# Start of Record extracts
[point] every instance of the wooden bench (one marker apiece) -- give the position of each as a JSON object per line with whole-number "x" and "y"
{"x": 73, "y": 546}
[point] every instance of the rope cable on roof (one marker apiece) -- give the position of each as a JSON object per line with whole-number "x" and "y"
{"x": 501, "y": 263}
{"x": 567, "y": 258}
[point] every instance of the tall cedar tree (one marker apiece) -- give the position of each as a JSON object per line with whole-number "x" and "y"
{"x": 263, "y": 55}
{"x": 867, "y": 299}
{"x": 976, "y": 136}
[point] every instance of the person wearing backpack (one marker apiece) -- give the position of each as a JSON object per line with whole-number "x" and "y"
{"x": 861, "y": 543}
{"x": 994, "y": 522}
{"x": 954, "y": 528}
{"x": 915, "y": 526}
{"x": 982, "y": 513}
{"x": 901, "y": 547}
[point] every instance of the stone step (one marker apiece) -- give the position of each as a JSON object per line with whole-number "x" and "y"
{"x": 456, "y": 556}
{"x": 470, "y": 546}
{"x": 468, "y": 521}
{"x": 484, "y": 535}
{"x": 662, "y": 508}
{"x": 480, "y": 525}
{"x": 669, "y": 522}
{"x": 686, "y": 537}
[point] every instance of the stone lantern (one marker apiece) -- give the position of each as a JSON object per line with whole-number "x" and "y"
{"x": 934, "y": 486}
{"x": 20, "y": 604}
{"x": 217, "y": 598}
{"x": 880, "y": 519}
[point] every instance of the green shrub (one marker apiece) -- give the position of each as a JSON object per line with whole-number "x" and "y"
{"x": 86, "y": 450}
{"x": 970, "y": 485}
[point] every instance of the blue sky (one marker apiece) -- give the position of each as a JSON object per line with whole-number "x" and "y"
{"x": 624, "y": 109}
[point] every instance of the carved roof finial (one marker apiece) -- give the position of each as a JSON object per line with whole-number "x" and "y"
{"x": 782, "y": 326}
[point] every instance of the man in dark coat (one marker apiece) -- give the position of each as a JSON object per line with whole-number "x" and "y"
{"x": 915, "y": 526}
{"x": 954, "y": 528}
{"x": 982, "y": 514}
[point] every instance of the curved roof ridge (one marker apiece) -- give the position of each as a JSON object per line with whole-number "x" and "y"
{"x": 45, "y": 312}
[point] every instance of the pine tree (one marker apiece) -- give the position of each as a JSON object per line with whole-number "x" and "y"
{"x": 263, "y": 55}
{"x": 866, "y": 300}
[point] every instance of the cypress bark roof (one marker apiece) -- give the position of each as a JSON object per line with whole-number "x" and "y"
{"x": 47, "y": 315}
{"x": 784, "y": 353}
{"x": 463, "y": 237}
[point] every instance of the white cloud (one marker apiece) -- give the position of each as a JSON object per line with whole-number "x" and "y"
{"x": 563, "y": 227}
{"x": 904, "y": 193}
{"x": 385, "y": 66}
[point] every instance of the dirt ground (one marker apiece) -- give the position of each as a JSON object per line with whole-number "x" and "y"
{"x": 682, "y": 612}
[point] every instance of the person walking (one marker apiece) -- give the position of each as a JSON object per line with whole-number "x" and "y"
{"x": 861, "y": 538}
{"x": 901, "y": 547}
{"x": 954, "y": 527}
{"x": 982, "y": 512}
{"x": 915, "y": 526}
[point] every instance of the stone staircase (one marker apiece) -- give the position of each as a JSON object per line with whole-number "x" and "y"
# End of Record extracts
_What you need to do_
Print every record exactly as it was given.

_Written response_
[point] every instance of the wooden bench (one marker apiece) -- give the position of each as a JSON object per line with whole-number "x" and "y"
{"x": 73, "y": 546}
[point] every instance of the rope cable on roof (one marker apiece) -- give the position of each as a JSON object per line with whole-number "x" and "y"
{"x": 501, "y": 263}
{"x": 567, "y": 258}
[point] every instance of the tall cedar tree (one marker apiece) -- give the position of each as a JSON object per line with whole-number "x" and "y"
{"x": 263, "y": 55}
{"x": 867, "y": 299}
{"x": 976, "y": 136}
[point] every instance of the person wearing backpack (one marker apiece) -- give the position of each as a JSON object per line with whole-number "x" and "y"
{"x": 861, "y": 543}
{"x": 994, "y": 522}
{"x": 954, "y": 528}
{"x": 915, "y": 526}
{"x": 982, "y": 513}
{"x": 901, "y": 547}
[point] every instance of the stone step (one marker apiece) -- give the position of each as a JSON object per line with whole-number "x" and "y"
{"x": 456, "y": 556}
{"x": 470, "y": 546}
{"x": 468, "y": 521}
{"x": 484, "y": 535}
{"x": 662, "y": 508}
{"x": 480, "y": 525}
{"x": 669, "y": 522}
{"x": 686, "y": 537}
[point] every instance of the stone lantern (one marker apiece) -- give the position of each as a JSON object per line with whole-number "x" and "y"
{"x": 934, "y": 486}
{"x": 20, "y": 604}
{"x": 217, "y": 598}
{"x": 880, "y": 519}
[point] every instance of the green shrub (one marker apiece) -- give the position of each as a JSON object per line with whole-number "x" and "y"
{"x": 86, "y": 450}
{"x": 970, "y": 485}
[point] every instance of the blue sky (one marker apiece) -- give the position of each as a JSON object per line with whole-number "x" and "y"
{"x": 624, "y": 109}
[point] every instance of the carved roof finial (one marker apiece) -- give the position of each as a JSON object per line with whole-number "x" and "y"
{"x": 782, "y": 326}
[point] every instance of the man in dark coat (one marker apiece) -- give the position of each as a JSON object per line with whole-number "x" and "y"
{"x": 915, "y": 526}
{"x": 954, "y": 528}
{"x": 982, "y": 514}
[point] every instance of the curved roof ridge (one marker apiece) -- give the position of each as a JSON object per line with whole-number "x" and "y"
{"x": 45, "y": 312}
[point] every instance of the pine tree (one marker apiece) -- give the position of each as a JSON object per line with whole-number "x" and "y"
{"x": 263, "y": 55}
{"x": 866, "y": 300}
[point] every instance of the cypress bark roof (one marker apiece) -- give the position of each as a JSON object per line with whole-number "x" and "y"
{"x": 47, "y": 315}
{"x": 784, "y": 353}
{"x": 463, "y": 237}
[point] every instance of the white cloud (one marker apiece) -- give the position of each as a JSON object per line with whole-number "x" and "y"
{"x": 563, "y": 227}
{"x": 904, "y": 193}
{"x": 385, "y": 66}
[point] every instance of the dirt ground (one marker apiece) -- give the position of each as a JSON object per line with whole-number "x" and "y"
{"x": 682, "y": 612}
[point] every instance of the person walking (one marker apiece) -- give the position of each as a JSON object per line with whole-number "x" and "y"
{"x": 861, "y": 538}
{"x": 901, "y": 547}
{"x": 954, "y": 527}
{"x": 982, "y": 512}
{"x": 915, "y": 526}
[point] every instance of the stone staircase (one marker apiece) -- give the position of each as a JSON object per line with whole-number "x" and "y"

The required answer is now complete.